(Source data)
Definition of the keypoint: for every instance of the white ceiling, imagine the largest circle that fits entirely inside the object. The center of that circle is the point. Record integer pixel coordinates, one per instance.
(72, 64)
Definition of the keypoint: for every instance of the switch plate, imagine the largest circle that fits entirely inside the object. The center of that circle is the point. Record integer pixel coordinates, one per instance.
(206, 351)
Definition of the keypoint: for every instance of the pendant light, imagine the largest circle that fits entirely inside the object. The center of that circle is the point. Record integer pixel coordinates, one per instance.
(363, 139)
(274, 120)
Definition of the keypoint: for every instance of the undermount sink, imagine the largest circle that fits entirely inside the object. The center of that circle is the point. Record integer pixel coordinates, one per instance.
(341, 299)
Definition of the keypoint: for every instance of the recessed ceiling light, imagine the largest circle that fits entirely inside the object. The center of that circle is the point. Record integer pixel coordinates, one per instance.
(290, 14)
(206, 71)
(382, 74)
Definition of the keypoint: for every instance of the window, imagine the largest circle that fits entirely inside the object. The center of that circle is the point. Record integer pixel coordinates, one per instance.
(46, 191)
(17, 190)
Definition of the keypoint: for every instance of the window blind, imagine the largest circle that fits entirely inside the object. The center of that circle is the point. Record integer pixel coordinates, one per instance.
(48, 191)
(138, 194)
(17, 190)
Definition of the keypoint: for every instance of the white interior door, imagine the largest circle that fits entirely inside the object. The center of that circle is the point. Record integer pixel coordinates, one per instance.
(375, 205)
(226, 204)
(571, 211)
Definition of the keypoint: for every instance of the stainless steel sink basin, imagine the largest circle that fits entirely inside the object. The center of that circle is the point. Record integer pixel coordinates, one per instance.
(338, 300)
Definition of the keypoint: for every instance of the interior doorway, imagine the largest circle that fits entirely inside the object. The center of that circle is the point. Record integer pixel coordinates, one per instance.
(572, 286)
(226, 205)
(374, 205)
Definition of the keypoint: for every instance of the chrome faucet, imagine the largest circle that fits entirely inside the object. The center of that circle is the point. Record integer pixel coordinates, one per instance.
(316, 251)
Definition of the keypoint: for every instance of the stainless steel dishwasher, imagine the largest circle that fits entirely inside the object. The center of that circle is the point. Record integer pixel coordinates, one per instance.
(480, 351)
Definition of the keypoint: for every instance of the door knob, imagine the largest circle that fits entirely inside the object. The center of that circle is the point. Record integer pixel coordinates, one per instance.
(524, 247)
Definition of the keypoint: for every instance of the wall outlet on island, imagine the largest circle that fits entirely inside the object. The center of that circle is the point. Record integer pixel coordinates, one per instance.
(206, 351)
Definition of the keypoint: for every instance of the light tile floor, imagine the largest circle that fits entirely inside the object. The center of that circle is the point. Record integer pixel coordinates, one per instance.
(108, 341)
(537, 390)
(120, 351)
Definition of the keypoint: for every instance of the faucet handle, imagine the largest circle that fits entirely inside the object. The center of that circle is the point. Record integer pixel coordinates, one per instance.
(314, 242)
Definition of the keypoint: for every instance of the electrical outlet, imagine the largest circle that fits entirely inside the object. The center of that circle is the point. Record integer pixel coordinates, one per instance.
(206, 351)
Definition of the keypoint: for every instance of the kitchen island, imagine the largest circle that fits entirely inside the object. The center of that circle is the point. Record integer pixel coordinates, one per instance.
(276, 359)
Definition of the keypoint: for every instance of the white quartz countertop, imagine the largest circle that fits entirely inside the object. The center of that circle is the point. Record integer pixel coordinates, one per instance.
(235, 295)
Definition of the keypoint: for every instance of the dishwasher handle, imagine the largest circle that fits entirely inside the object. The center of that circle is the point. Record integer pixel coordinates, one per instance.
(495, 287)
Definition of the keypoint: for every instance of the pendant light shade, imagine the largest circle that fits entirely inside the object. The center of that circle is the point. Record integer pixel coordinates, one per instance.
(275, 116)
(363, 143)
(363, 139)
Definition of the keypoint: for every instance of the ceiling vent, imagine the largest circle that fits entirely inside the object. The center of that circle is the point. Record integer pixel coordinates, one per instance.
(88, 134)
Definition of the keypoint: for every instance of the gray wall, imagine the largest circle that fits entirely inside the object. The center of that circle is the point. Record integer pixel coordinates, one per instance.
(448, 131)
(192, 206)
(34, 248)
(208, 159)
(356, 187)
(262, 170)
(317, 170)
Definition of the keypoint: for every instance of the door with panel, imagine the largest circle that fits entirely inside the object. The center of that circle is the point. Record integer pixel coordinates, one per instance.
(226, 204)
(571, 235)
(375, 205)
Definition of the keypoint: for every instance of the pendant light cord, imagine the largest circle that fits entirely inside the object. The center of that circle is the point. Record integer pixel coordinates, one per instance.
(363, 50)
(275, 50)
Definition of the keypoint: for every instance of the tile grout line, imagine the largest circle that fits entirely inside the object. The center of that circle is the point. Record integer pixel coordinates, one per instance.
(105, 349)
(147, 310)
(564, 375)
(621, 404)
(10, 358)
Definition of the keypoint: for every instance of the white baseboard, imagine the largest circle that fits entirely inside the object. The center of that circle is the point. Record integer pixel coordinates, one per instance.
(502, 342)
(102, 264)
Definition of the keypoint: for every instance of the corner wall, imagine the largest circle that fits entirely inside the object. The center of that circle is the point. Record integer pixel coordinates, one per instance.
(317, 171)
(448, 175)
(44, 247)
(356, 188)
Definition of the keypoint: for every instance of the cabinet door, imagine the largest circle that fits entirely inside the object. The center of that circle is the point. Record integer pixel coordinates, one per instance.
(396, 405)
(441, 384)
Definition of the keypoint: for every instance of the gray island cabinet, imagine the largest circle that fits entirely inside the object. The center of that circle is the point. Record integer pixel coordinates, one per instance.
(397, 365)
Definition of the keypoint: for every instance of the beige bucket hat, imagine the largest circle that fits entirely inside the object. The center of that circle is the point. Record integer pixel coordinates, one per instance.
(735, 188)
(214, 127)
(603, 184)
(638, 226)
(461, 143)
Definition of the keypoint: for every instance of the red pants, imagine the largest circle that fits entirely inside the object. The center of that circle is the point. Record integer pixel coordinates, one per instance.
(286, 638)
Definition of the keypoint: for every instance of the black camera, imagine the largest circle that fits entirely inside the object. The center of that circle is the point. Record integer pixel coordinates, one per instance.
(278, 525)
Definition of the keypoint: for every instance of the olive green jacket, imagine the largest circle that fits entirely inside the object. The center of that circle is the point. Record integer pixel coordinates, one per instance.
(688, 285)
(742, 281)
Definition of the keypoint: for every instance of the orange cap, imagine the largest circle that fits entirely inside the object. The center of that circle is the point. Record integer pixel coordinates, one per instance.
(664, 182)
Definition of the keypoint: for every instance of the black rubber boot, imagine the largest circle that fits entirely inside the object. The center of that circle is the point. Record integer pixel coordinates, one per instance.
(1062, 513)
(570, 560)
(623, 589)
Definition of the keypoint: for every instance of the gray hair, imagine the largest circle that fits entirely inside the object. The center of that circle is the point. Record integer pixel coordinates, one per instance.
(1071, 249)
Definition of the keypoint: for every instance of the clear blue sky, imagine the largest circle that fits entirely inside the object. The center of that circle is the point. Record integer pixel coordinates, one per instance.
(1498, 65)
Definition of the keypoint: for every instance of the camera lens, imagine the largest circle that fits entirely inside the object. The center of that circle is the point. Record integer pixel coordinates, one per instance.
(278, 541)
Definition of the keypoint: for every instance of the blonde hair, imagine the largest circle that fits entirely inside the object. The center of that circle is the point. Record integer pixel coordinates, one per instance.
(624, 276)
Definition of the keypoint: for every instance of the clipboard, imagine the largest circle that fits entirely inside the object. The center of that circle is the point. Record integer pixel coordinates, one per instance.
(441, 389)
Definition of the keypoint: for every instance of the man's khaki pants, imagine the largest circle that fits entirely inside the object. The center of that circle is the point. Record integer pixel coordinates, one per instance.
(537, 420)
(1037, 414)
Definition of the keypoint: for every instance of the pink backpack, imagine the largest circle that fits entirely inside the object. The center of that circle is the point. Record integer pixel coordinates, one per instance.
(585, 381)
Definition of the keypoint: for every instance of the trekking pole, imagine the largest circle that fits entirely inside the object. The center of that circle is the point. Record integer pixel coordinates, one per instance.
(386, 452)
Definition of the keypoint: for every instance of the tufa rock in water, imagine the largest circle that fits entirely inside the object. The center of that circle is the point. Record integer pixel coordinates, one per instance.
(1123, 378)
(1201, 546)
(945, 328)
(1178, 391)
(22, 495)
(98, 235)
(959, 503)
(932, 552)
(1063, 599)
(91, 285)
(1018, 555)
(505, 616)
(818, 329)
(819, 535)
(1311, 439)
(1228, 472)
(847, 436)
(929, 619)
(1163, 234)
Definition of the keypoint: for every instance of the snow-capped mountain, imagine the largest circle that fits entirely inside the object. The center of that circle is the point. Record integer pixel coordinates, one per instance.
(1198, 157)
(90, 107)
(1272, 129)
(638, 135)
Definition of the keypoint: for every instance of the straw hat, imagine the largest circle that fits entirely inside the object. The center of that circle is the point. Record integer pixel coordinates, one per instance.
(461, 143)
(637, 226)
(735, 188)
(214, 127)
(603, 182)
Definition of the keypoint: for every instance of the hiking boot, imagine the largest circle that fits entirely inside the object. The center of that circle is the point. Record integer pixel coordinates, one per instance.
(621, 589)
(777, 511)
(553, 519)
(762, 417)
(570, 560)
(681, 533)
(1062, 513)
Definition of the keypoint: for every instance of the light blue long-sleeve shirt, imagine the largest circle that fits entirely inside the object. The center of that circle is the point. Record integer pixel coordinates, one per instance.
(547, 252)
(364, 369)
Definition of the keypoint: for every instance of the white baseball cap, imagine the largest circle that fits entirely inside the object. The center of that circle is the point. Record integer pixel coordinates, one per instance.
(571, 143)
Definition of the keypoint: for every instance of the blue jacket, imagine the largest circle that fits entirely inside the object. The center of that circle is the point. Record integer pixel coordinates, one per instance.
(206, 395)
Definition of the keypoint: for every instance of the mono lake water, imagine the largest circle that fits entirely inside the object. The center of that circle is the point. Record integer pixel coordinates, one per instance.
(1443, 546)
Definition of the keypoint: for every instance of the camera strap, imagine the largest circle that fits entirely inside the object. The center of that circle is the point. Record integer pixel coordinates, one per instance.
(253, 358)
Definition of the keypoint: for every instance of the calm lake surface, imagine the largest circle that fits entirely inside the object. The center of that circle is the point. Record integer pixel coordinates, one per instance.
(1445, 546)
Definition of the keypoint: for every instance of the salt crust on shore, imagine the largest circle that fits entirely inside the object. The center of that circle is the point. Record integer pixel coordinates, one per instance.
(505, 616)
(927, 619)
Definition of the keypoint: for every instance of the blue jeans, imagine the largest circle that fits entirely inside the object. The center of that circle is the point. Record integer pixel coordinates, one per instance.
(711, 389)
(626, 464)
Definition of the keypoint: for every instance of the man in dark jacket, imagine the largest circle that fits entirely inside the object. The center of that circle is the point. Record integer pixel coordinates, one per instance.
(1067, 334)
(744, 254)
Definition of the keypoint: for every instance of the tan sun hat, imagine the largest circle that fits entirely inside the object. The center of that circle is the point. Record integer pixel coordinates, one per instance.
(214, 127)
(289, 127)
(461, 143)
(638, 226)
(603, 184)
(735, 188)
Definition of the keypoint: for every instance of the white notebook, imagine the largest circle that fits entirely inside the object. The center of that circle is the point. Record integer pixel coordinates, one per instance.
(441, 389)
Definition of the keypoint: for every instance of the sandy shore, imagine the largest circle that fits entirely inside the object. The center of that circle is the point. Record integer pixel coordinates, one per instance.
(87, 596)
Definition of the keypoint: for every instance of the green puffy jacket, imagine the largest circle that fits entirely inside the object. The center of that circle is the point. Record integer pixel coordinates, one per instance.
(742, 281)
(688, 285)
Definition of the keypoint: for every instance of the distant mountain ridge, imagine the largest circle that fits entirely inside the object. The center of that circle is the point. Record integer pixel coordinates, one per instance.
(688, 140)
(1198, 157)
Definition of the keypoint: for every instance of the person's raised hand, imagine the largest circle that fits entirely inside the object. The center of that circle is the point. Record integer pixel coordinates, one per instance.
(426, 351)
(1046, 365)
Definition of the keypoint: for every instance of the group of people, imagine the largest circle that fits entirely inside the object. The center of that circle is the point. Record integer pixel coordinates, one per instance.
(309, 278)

REQUEST | Please lay out the data from the line containing "Definition of the keypoint: for every instance of the green" through the final line of the data, both included, as a Markdown table with the columns Number and Record line, numbering each line and leaving out blank lines.

FINAL RESULT |
| Number | Record line |
|---|---|
| 1 | Definition of the keypoint: for every instance of the green puffy jacket, imagine the largest circle that fits entirely inside the object. The center of that circle is the point. Record integer pixel coordinates, one per instance. |
| 2 | (742, 281) |
| 3 | (688, 285) |
| 4 | Definition of the keypoint: for every instance of the distant mountain ridge, imagine the largest circle that fits entirely inside the object. The center of that circle is the point. Record integer pixel coordinates, one per instance. |
| 5 | (688, 140) |
| 6 | (1198, 157) |
| 7 | Definition of the keypoint: for every instance of the person's raised hand, imagine the largest circle that fits entirely inside the object. The center of that circle is the point. Record integer pixel coordinates, one per instance. |
| 8 | (426, 351) |
| 9 | (1046, 365) |
| 10 | Definition of the keypoint: for every instance of the group of people, imagine the largest circle that fits entirely inside the object. The center of that circle is the point. Record integer pixel coordinates, one per instance. |
| 11 | (309, 278) |